ACTION ITEM
Copy each line below as written, but skip the pictures.

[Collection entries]

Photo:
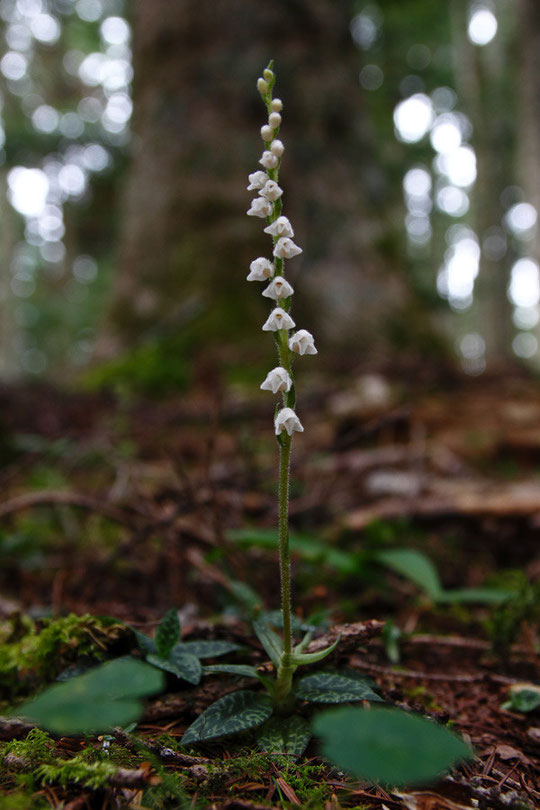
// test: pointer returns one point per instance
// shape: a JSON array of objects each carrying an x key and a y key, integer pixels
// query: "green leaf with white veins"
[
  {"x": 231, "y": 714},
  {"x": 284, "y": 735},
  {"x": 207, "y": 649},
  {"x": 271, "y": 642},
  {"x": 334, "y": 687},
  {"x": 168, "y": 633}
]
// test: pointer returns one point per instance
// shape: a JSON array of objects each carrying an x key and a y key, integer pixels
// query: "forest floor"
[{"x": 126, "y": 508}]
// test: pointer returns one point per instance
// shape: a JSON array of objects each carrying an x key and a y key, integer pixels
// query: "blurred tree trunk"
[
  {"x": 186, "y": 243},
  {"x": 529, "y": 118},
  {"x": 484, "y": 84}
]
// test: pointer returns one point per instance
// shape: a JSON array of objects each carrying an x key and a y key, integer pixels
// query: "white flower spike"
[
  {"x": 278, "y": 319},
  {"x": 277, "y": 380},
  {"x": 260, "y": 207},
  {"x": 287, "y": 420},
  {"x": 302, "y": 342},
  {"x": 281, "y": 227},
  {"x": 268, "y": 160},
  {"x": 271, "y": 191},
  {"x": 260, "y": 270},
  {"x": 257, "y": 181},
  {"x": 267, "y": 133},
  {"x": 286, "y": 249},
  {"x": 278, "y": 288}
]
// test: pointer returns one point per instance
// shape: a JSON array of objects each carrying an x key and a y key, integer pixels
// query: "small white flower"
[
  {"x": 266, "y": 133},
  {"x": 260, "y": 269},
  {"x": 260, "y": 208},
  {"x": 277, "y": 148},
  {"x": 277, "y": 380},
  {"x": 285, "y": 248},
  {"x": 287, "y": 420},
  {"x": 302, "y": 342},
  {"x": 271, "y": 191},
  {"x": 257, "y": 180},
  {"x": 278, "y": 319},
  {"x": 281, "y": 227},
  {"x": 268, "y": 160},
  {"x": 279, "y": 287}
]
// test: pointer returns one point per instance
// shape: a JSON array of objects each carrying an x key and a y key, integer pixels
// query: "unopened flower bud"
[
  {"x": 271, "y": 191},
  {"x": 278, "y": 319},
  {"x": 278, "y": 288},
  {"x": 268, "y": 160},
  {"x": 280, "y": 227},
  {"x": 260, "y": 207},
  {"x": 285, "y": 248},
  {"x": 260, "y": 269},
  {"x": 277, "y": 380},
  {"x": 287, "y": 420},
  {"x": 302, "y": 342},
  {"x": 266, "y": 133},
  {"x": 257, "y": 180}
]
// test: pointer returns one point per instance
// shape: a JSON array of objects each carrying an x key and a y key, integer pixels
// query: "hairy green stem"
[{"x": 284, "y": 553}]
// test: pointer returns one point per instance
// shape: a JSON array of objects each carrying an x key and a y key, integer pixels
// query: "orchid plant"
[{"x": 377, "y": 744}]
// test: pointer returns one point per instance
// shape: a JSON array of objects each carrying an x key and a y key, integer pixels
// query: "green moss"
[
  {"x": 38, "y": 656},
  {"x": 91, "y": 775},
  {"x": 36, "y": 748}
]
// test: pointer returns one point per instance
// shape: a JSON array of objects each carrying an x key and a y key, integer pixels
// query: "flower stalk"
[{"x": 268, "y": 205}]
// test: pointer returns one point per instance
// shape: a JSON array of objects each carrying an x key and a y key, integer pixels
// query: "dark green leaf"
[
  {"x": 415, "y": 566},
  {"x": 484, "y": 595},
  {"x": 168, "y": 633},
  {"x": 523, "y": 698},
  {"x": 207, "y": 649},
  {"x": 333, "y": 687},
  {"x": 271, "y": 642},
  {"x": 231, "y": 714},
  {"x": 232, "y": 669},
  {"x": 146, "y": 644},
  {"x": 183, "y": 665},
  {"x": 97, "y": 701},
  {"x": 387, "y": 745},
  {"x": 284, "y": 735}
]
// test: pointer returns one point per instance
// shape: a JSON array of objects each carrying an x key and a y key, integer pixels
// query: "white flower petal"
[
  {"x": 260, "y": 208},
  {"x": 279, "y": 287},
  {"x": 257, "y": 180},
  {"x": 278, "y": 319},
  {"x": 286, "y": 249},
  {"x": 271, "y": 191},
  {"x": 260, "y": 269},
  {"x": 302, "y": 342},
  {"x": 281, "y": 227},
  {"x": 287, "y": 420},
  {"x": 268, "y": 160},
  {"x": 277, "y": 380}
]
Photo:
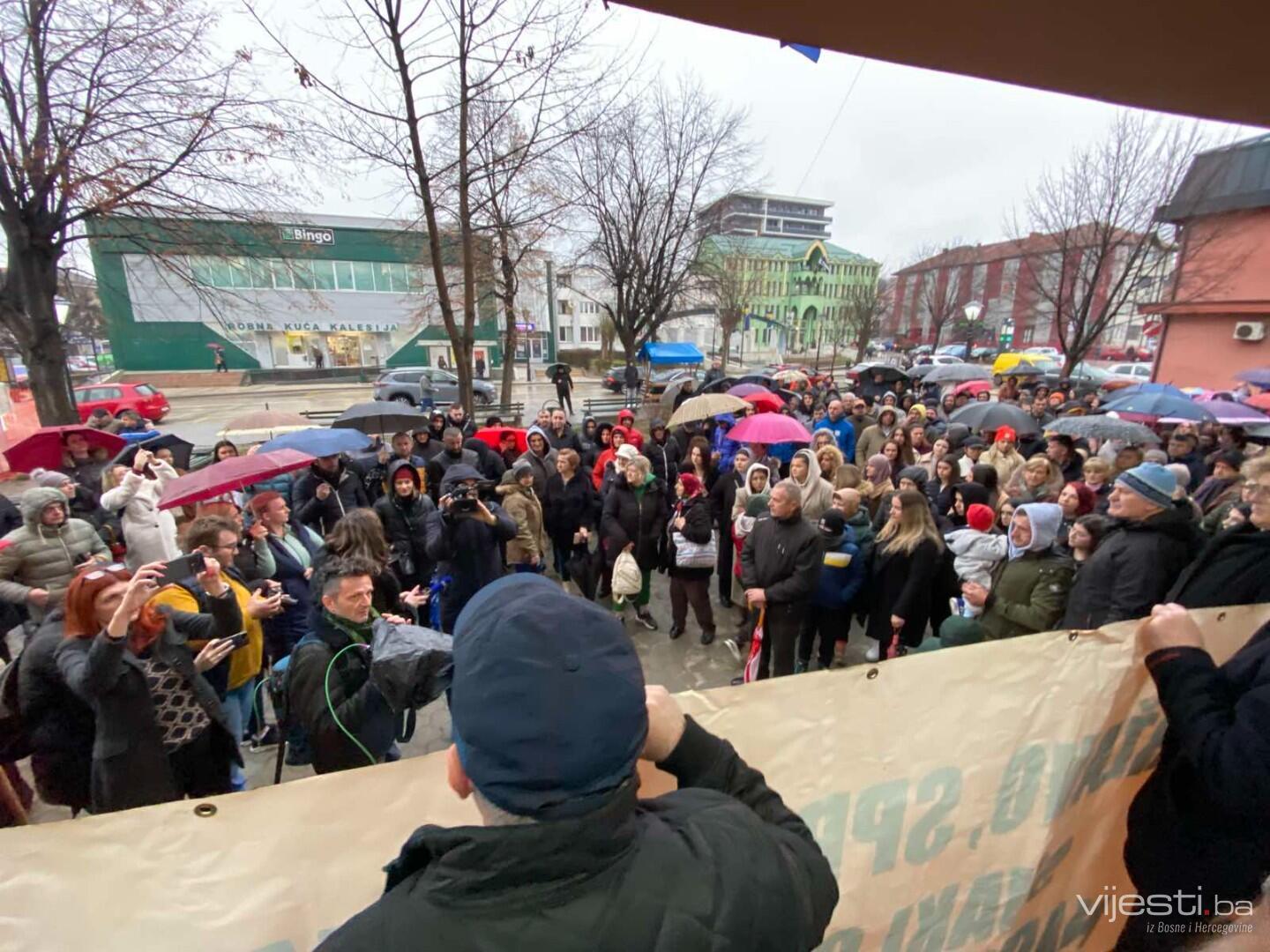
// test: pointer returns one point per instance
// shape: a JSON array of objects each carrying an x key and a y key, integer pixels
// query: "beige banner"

RESPONSE AREA
Photo:
// test: pointer returns one point per instance
// shape: a JSON array of objects each carrying an x key and a y key, integer pixels
// query: "green leaf with white veins"
[
  {"x": 231, "y": 714},
  {"x": 284, "y": 735},
  {"x": 207, "y": 649},
  {"x": 271, "y": 642},
  {"x": 334, "y": 687},
  {"x": 168, "y": 633}
]
// test: pointer returns one point per instance
// shape: a JSON array of objects each carrying an x key and a y key, integer pixels
// query: "forest floor"
[{"x": 126, "y": 508}]
// test: pointer returns one point per instance
// shape: a JSON array of objects each carrying an x key and a y key, integer pixels
// query: "blurred tree trunk"
[
  {"x": 186, "y": 243},
  {"x": 529, "y": 118},
  {"x": 484, "y": 84}
]
// test: pointer returns one point per instance
// shape: a JSON array of objects each carrying an x key and a y key, integer pixels
// query: "white flower spike"
[
  {"x": 278, "y": 319},
  {"x": 277, "y": 380},
  {"x": 260, "y": 207},
  {"x": 287, "y": 420},
  {"x": 302, "y": 342},
  {"x": 281, "y": 227},
  {"x": 268, "y": 160},
  {"x": 271, "y": 191},
  {"x": 260, "y": 270},
  {"x": 257, "y": 181},
  {"x": 267, "y": 133},
  {"x": 286, "y": 249},
  {"x": 278, "y": 288}
]
// test: pointer returns one point per instance
// shape: a JSON array of objects each carrying an x key and a y key, integer pixels
// query: "small white flower"
[
  {"x": 266, "y": 133},
  {"x": 260, "y": 269},
  {"x": 260, "y": 208},
  {"x": 277, "y": 148},
  {"x": 277, "y": 380},
  {"x": 285, "y": 248},
  {"x": 287, "y": 420},
  {"x": 302, "y": 342},
  {"x": 271, "y": 191},
  {"x": 257, "y": 180},
  {"x": 278, "y": 319},
  {"x": 281, "y": 227},
  {"x": 268, "y": 160},
  {"x": 279, "y": 287}
]
// test: pointer returns one point per instance
// shape: a JSON array of objects each carrying an x key and a y key, integer pixels
// query: "unopened flower bud"
[
  {"x": 271, "y": 191},
  {"x": 278, "y": 319},
  {"x": 278, "y": 288},
  {"x": 268, "y": 160},
  {"x": 280, "y": 227},
  {"x": 260, "y": 207},
  {"x": 285, "y": 248},
  {"x": 260, "y": 269},
  {"x": 277, "y": 380},
  {"x": 287, "y": 420},
  {"x": 302, "y": 342},
  {"x": 266, "y": 133},
  {"x": 257, "y": 180}
]
// test: pointer returns one point per instance
// shape: a JSON array of objects each carrying an x key and a y key, integer pixels
// query: "hairy green stem"
[{"x": 284, "y": 553}]
// test: pointer returns one point per instance
// shape: a JSON array of objects each carrying an x key and a y key, integer pixels
// query: "orchid plant"
[{"x": 377, "y": 744}]
// test: pointer returns one point per instance
// shape: a JSON array of objects each carrying an x key and a y key, integer pixels
// query: "green moss"
[
  {"x": 38, "y": 656},
  {"x": 91, "y": 775},
  {"x": 36, "y": 748}
]
// test: pointer returns one point per instance
// shape: a JSON array of objects each carrying an x key and a y key, integer pixels
// query: "flower stalk"
[{"x": 268, "y": 205}]
// test: pointer returns one point per instance
// shape: a JSON array of objects each carrying an x key and a y key, integer pixels
// query: "dark green leaf"
[
  {"x": 415, "y": 566},
  {"x": 484, "y": 595},
  {"x": 168, "y": 633},
  {"x": 523, "y": 698},
  {"x": 207, "y": 649},
  {"x": 333, "y": 687},
  {"x": 271, "y": 642},
  {"x": 231, "y": 714},
  {"x": 232, "y": 669},
  {"x": 146, "y": 644},
  {"x": 183, "y": 665},
  {"x": 97, "y": 701},
  {"x": 387, "y": 745},
  {"x": 284, "y": 735}
]
// test: pointer returns one point per instance
// shape: a JSON array of objects each carrying an x key and a y key, integer pixels
// query: "white flower petal"
[
  {"x": 260, "y": 208},
  {"x": 279, "y": 287},
  {"x": 257, "y": 180},
  {"x": 278, "y": 319},
  {"x": 286, "y": 249},
  {"x": 271, "y": 191},
  {"x": 260, "y": 269},
  {"x": 302, "y": 342},
  {"x": 281, "y": 227},
  {"x": 287, "y": 420},
  {"x": 268, "y": 160},
  {"x": 277, "y": 380}
]
Photo:
// test: pointer returns one point per instance
// shape: a JSON array of objects each carrying an x key and a y key, integer pixels
// query: "beige banner"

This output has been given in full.